# WORK TASK 1:
According to the passage about Mr. Collins's new painting-room, when did he move into his house in Devonport-street?
# WORK TASK 2:
Decide whether each statement agrees with the passage about Mr. Collins's new painting-room. Give yes or no for each, with the deciding words from the passage in quotation marks.
(a) The painting-table in his studio had once belonged to Gainsborough.
(b) Gloomy forebodings about the future spoiled his pleasure in his work.
(c) He was working on pieces for the Exhibition of 1844.
# WORK TASK 3:
List every painter other than Mr. Collins who is named in the passage about Mr. Collins's new painting-room.

# TEXT PASSAGE:
By the latter end of the month of September, Mr. Collins moved into his house in Devonport-street; the preparations in his painting-room being sufficiently advanced to enable him to work in it. Once established in the new locality of his labours; with more of his sketches, his designs, his relics of Art, about him, than he had ever been able to range in any former studio — with his painting-table, that had belonged to Gainsborough, with his little model of an old woman, dressed by the same great painter’s hand; with the favourite palettes of Lawrence and Wilkie, hung up before him; with all the other curiosities, experiments, and studies in Art, that he had collected, now for the first time conveniently disposed around him; his enjoyment of his new painting-room was complete. No gloomy forebodings for the future — so often the result of impaired health in others — interfered with his pleasure in proceeding with the works that he had already begun for the Exhibition of 1844. He now laboured with all the buoyant delight, and more than the ardent ambition of his younger days; declaring that the new scene of his employments would produce from his pencil new efforts in Art, which he had as yet only ventured to contemplate; and that he looked forward hopefully, to such long years of study, as would enable him to exhaust all the designs that lay ready for him in his portfolio, and to show his younger competitors, that he could still toil as industriously and venture as ambitiously as the best of them. Such were the anticipations, which, but three years after were doomed to be numbered in the world-wide record of hopes that have perished. Like Wilkie, he laboured but a brief space in the first painting-room that he had ever completely prepared for his own occupation, before the hand of death arrested his pencil for ever!

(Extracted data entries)

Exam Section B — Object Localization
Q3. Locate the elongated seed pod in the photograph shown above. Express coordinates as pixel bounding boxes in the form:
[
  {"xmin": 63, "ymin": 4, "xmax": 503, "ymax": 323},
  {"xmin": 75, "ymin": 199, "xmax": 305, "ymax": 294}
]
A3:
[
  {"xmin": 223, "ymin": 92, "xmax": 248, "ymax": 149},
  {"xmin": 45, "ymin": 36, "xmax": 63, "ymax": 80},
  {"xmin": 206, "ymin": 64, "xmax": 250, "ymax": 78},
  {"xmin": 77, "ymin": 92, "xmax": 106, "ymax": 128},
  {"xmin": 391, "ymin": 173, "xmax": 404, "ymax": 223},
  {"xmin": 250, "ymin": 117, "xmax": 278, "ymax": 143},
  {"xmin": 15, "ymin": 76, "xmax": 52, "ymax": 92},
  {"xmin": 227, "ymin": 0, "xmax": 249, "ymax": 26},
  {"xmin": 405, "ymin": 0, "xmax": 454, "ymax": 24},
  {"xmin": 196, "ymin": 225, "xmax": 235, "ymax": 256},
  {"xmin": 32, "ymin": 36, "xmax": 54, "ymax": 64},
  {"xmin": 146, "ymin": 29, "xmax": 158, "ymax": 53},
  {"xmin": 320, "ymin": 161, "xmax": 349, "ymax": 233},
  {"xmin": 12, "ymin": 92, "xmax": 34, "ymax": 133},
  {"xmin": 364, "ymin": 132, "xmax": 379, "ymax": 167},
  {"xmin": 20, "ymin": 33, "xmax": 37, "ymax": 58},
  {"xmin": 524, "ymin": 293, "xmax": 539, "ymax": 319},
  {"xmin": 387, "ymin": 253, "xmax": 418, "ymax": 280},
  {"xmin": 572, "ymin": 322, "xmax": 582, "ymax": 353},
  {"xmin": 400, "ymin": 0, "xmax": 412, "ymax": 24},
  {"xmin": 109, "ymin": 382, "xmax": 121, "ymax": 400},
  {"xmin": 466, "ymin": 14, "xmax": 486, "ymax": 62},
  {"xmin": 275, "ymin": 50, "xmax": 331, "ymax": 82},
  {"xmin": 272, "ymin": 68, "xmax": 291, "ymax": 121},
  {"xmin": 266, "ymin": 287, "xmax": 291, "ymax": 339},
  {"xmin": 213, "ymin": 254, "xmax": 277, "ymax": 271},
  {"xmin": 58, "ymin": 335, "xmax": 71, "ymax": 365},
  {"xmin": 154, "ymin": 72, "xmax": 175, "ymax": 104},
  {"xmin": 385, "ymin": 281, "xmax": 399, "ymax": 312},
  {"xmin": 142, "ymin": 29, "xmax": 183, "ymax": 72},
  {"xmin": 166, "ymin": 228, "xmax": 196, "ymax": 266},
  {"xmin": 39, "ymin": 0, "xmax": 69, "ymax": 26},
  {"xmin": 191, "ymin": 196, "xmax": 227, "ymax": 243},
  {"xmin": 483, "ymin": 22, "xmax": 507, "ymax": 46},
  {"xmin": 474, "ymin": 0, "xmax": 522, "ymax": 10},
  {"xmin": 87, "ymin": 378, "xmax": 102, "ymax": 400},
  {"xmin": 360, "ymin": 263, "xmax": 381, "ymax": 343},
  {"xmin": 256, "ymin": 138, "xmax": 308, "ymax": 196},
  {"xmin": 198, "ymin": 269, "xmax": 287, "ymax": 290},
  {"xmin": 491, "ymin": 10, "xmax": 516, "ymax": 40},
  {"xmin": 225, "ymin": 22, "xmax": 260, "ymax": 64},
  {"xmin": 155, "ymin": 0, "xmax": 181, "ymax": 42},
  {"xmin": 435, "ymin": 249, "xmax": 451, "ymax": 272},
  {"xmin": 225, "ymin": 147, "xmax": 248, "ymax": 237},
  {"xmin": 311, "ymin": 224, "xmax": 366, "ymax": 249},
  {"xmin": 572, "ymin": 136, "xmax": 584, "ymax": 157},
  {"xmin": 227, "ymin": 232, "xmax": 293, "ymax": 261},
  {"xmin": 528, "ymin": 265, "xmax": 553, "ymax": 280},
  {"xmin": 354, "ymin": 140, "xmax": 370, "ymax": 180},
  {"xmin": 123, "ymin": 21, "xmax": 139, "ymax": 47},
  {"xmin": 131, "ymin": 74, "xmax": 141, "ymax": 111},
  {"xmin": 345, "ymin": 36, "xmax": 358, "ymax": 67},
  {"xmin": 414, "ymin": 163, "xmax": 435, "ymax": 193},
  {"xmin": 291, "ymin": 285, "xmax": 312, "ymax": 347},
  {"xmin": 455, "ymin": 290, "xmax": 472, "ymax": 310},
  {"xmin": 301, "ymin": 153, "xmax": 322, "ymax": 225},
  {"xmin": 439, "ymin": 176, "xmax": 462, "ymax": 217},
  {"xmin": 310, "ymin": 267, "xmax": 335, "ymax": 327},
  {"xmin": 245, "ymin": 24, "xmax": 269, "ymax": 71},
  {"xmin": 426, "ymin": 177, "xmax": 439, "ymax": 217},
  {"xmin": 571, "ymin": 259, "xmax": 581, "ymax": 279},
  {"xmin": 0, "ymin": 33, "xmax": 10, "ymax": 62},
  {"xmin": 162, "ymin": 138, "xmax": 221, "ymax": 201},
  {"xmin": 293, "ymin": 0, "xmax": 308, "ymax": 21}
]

---

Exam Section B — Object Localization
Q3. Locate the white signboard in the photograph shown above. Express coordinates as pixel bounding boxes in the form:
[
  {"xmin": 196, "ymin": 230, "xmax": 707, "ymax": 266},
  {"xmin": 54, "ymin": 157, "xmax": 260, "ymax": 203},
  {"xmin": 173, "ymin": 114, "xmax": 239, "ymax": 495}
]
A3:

--

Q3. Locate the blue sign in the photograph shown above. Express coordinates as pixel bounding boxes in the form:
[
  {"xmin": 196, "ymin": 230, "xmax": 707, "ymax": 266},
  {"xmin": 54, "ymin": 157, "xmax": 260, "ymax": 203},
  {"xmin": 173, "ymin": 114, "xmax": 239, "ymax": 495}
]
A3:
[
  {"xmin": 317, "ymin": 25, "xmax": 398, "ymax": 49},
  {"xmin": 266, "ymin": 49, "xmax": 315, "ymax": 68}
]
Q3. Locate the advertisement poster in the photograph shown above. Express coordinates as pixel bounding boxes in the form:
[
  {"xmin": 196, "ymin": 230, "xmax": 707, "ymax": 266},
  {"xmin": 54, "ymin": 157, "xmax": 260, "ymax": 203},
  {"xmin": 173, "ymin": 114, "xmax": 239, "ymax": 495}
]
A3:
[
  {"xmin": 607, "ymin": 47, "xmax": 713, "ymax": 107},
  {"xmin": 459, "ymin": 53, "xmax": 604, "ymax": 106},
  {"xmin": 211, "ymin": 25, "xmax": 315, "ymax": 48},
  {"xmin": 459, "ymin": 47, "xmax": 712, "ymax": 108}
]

# ANSWER SECTION 1:
By the latter end of the month of September.

# ANSWER SECTION 2:
(a) Yes: "with his painting-table, that had belonged to Gainsborough"
(b) No: "No gloomy forebodings for the future — so often the result of impaired health in others — interfered with his pleasure"
(c) Yes: "the works that he had already begun for the Exhibition of 1844"

# ANSWER SECTION 3:
Gainsborough, Lawrence, Wilkie